### DIRECTIONS
Keep only the lines of the data below that contain "orange", and copy them.

### RECORD SET
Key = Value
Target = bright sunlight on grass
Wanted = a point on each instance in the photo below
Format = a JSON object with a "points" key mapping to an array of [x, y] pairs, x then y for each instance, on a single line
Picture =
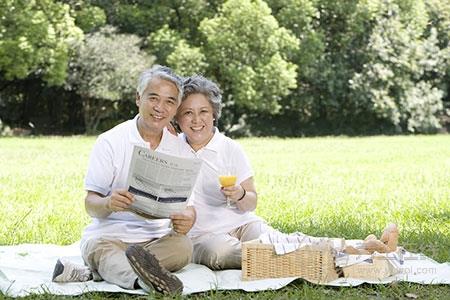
{"points": [[336, 186]]}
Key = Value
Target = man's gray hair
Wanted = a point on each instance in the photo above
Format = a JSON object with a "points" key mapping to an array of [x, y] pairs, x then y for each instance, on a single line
{"points": [[161, 72], [197, 84]]}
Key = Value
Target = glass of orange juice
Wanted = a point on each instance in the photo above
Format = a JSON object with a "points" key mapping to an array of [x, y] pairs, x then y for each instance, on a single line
{"points": [[227, 177]]}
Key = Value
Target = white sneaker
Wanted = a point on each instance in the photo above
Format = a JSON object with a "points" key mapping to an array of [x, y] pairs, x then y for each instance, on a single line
{"points": [[67, 271]]}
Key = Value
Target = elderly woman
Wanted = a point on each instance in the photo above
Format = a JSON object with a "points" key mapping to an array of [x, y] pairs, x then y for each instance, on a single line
{"points": [[219, 228]]}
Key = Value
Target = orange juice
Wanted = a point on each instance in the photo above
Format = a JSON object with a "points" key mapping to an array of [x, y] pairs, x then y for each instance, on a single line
{"points": [[227, 180]]}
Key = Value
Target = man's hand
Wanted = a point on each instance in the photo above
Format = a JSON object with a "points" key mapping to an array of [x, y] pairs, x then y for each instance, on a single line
{"points": [[182, 222], [119, 200]]}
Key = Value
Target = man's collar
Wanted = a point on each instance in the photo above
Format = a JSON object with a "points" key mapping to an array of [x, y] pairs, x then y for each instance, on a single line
{"points": [[214, 143]]}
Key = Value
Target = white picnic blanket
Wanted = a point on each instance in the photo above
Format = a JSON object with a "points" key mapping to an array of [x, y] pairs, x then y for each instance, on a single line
{"points": [[28, 268]]}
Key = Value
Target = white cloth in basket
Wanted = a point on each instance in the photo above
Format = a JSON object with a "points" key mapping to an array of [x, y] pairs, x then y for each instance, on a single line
{"points": [[286, 243]]}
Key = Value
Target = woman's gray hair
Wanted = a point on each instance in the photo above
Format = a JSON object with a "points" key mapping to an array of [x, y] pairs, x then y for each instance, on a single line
{"points": [[161, 72], [197, 84]]}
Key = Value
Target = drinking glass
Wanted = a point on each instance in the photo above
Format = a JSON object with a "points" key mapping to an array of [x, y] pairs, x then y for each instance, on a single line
{"points": [[227, 177]]}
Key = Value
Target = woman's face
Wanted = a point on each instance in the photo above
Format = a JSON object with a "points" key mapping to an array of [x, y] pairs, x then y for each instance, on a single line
{"points": [[196, 120]]}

### RESULT OF THIS TASK
Target = glass of orange juice
Target = orange juice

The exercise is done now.